[Referring expression pointing data]
=======
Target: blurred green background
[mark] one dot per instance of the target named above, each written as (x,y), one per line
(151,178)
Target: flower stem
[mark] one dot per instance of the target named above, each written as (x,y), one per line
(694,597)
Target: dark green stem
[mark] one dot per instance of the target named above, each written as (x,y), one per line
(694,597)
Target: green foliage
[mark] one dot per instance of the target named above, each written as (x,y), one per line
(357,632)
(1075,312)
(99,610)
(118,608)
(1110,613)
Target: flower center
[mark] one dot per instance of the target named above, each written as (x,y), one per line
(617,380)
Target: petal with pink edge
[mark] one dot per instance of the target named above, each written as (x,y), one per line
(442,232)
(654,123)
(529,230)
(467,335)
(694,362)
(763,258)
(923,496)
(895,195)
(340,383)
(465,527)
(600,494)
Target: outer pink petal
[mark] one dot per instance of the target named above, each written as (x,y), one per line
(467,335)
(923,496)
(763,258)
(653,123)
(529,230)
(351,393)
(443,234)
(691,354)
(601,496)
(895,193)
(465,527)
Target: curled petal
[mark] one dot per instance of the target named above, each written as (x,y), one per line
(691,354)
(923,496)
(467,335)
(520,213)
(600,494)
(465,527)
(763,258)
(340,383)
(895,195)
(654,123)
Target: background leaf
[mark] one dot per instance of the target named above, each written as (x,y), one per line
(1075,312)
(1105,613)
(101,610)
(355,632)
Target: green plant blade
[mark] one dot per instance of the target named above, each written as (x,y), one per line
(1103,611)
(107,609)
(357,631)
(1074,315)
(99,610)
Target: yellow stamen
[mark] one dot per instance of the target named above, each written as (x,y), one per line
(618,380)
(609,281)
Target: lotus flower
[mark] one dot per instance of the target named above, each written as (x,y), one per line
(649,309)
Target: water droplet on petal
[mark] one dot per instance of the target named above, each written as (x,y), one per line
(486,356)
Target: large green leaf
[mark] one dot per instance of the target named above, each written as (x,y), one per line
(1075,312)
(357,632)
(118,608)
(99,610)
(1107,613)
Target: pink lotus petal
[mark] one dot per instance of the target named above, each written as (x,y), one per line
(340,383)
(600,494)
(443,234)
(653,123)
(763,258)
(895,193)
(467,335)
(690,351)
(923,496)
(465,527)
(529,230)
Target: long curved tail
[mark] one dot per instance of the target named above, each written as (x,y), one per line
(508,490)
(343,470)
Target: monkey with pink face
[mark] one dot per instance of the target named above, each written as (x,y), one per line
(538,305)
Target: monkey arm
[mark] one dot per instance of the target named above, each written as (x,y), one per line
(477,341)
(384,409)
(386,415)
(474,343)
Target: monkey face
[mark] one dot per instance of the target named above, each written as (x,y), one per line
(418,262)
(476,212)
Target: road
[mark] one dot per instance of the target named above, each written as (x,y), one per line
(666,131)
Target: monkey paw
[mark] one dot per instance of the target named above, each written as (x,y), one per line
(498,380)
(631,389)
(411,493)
=======
PROBLEM →
Restate every entry exactly. Leave nothing out.

ANSWER FOR THE TASK →
Target: blurred green background
[mark] one dot per instance of the target named above, each written as (x,y), one per line
(151,178)
Target: flower stem
[mark] one dot per instance of the target named above, each written as (x,y), one per line
(694,597)
Target: dark green stem
[mark] one dot per instance of the target named above, each written as (x,y), one per line
(694,597)
Target: green foliage
[mark] one dot per instance of the target named above, each written as (x,y), one per line
(357,632)
(1075,312)
(99,610)
(118,608)
(1110,613)
Target: flower center
[mark] one dot per instance of the target named above, each written as (x,y), one per line
(617,380)
Target: petal with pink edge
[mark] one dot per instance of the target named above, each written as (x,y), one per line
(442,232)
(654,123)
(529,230)
(467,335)
(694,362)
(763,258)
(923,496)
(895,195)
(340,383)
(465,527)
(600,494)
Target: outer pink petal
[mark] one dot per instance of the target named above, each written as (x,y), one per line
(467,335)
(923,496)
(763,258)
(653,123)
(529,230)
(351,393)
(443,234)
(691,354)
(601,496)
(895,193)
(465,527)
Target: curled petal
[mark] one dot per instance of the target named above, each written as (x,y), one per line
(691,354)
(923,496)
(467,335)
(520,213)
(600,494)
(465,527)
(763,258)
(340,383)
(895,195)
(654,123)
Target: background leaf
[mark] one dot per instance of the target named above, each written as (x,y), one per line
(1075,312)
(1105,613)
(101,610)
(355,632)
Target: green plant blade
[mark] one dot per instance of the target named above, each written as (x,y), one per line
(1103,611)
(107,609)
(357,631)
(1074,315)
(99,610)
Target: yellow stamen
[mark] one dot per instance of the target named above, each written as (x,y), one per line
(618,380)
(609,281)
Target: lotus flower
[mark] one dot per instance of the target named above, each written as (x,y), one per line
(649,309)
Target: water droplet on petal
[mark] one dot per instance of the target named above, each written as (x,y), one per line
(486,356)
Target: large green leaf
[mark] one dot per instance of the target named above, each written as (x,y), one per line
(1075,312)
(357,632)
(118,608)
(99,610)
(1107,613)
Target: pink lotus petal
[mark] one dot per instance of the target named above, each written as (x,y), one per line
(340,383)
(600,494)
(443,234)
(653,123)
(763,258)
(895,193)
(467,335)
(690,351)
(923,496)
(465,527)
(529,230)
Target: long curved tail
[mark] one dot per instance of the target named above, each written as (x,y), one per line
(508,490)
(343,470)
Target: monkey with pink face
[mark] one dot per instance of the target named above, each written as (x,y), one per line
(538,305)
Target: monkey arm
[mark] one dot per instance of the target named above, each written as (x,y), one per line
(477,341)
(384,409)
(386,415)
(474,343)
Target: monkey face
[mark] one dot per instance of the target named above, each written as (x,y), one per line
(418,262)
(476,212)
Target: road
[mark] one dot per instance of the target named above, each written as (x,y), one per line
(666,131)
Target: monkey paw
[mark] one dot per instance of the target named above, each written as (x,y), one per line
(498,380)
(631,389)
(411,493)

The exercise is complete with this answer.